[Text to read]
/---

TLDR as of 2023-06-22 000000z seems to be:
5 people are trapped on a submersible that has lost contact with the outside world.
It was trying to visit the wreck of The Titanic.
Major effort rescue is on under way.
They are running out of air in the next couple of hours.
The name of the vessel is Titan (come on, no one can be that brazen, you are tempting fate)
The people are couple of billionaires, explorer, and the CEO of the company
The vessel can be opened only from outside.
The vessel used some off the shelf parts (like a logitech controller) and somewhat exotic materials.
Now comes the culture war
Somewhat lack of empathy for the people there because of their status in the crazier places of the internet.
The way the vessel was built and operated embodied the SV ethos. There are reports that it was not certified or audited by anyone, that the hull testing procedures were not adequate, that the company moved fast and broke things. So right now said ethos is having torn a new one.
Surfaced a recording of the CEO bragging how they don't want to hire 50 years old white guys because they are not inspiring.
To me actually 2 is the most interesting one out there - 1 is just internet being the internet, 3 - if a small error could lead to death - hire the most safety oriented, pedantic and boring people there are to design your product.

\---

[Material provided]
/---

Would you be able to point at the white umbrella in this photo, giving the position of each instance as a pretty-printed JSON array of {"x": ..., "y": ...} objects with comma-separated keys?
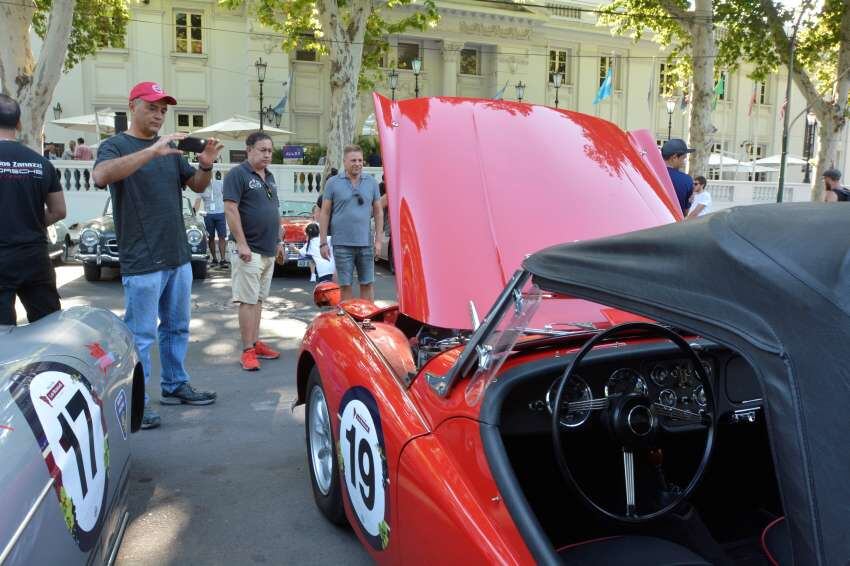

\---

Reproduce the passage of the Titan submersible text from "To me actually" up to and including "design your product.". Work only from the text about the Titan submersible.

[Output below]
To me actually 2 is the most interesting one out there - 1 is just internet being the internet, 3 - if a small error could lead to death - hire the most safety oriented, pedantic and boring people there are to design your product.